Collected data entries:
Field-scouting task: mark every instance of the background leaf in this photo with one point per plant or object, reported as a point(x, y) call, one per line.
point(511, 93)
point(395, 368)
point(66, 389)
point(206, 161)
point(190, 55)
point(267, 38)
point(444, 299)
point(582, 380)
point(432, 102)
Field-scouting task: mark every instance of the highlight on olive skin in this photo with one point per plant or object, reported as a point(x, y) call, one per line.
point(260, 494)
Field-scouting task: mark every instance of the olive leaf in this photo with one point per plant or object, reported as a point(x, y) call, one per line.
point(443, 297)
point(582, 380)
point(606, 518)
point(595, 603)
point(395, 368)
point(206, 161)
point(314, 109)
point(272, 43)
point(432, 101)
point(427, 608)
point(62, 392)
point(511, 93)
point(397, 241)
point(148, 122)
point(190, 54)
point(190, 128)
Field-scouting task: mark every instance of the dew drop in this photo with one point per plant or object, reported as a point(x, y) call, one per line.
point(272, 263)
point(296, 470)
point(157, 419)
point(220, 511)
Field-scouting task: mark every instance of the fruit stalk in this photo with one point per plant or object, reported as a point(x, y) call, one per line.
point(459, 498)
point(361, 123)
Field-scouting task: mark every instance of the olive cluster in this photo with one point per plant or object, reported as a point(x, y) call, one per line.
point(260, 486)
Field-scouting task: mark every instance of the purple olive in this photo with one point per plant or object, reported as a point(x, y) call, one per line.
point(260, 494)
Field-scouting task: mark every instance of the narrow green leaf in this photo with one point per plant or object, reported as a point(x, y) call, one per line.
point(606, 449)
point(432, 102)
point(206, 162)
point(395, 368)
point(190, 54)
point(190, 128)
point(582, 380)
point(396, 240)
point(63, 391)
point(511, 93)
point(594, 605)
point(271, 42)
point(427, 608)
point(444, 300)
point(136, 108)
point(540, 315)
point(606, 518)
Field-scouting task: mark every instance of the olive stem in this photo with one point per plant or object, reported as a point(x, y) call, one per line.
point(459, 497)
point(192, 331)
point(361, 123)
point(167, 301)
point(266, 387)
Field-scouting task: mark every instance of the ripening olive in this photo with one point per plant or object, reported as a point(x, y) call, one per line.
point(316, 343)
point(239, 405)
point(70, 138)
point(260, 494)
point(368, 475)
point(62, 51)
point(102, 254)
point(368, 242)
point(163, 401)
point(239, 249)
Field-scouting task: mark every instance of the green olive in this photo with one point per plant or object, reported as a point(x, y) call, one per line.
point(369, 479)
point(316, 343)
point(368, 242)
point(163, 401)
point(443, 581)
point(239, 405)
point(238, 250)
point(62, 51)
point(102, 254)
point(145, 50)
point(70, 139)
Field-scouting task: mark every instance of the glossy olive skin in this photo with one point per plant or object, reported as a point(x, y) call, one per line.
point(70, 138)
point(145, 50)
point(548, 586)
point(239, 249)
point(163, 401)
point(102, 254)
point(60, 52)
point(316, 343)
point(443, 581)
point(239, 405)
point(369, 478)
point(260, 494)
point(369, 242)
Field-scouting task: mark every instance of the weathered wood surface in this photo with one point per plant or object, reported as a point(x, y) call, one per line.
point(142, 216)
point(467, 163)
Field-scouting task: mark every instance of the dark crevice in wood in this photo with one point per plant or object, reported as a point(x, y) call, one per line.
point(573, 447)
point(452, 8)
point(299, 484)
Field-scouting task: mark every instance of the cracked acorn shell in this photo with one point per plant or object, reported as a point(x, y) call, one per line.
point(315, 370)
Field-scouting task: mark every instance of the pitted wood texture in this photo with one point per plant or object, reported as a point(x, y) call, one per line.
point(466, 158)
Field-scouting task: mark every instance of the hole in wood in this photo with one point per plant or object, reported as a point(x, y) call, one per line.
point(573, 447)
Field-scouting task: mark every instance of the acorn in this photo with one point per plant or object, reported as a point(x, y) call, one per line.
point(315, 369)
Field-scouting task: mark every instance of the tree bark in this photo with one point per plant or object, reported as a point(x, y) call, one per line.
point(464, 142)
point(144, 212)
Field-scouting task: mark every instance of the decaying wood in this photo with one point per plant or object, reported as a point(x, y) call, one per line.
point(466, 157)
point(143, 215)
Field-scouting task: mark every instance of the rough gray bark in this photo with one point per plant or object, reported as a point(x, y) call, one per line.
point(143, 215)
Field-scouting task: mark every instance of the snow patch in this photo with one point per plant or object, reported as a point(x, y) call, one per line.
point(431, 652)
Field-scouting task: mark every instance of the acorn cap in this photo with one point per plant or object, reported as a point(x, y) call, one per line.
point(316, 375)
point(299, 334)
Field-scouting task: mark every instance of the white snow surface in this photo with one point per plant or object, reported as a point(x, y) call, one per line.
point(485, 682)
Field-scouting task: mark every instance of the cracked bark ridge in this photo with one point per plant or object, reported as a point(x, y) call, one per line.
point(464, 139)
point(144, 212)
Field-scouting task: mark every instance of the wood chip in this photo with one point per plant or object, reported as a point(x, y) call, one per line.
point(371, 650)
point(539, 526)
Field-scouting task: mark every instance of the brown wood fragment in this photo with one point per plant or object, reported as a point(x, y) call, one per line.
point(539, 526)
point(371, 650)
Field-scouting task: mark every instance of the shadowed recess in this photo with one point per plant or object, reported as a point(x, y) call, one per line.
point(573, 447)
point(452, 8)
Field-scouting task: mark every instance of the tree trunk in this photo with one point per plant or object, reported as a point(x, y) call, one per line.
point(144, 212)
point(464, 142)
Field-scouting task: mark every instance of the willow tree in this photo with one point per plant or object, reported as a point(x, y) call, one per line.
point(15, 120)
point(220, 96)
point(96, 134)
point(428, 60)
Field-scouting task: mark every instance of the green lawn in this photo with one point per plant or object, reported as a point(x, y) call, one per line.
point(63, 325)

THE TASK: I need exact copies of the lines from the one holding "Field-scouting task: mark every instance of the shadowed" through the end of the records above, and nothing beyond them.

EXERCISE OUTPUT:
Field-scouting task: mark every instance of the shadowed recess in this photo with one point per plant or object, reported as a point(x, y) call, one per line.
point(573, 447)
point(452, 8)
Field-scouting task: mark every instance of the tree trunk in this photo with one point per plant or object, reported as a point(x, y) call, one per line.
point(144, 212)
point(464, 142)
Field-scouting task: mark every instance of the willow tree in this photo with one point per plant or object, reported as a point(x, y) call, one per line.
point(15, 120)
point(220, 96)
point(96, 134)
point(428, 60)
Field-scouting task: mark every instance of the green lawn in this photo with one point per plant or object, reported as a point(x, y) call, one per line.
point(63, 325)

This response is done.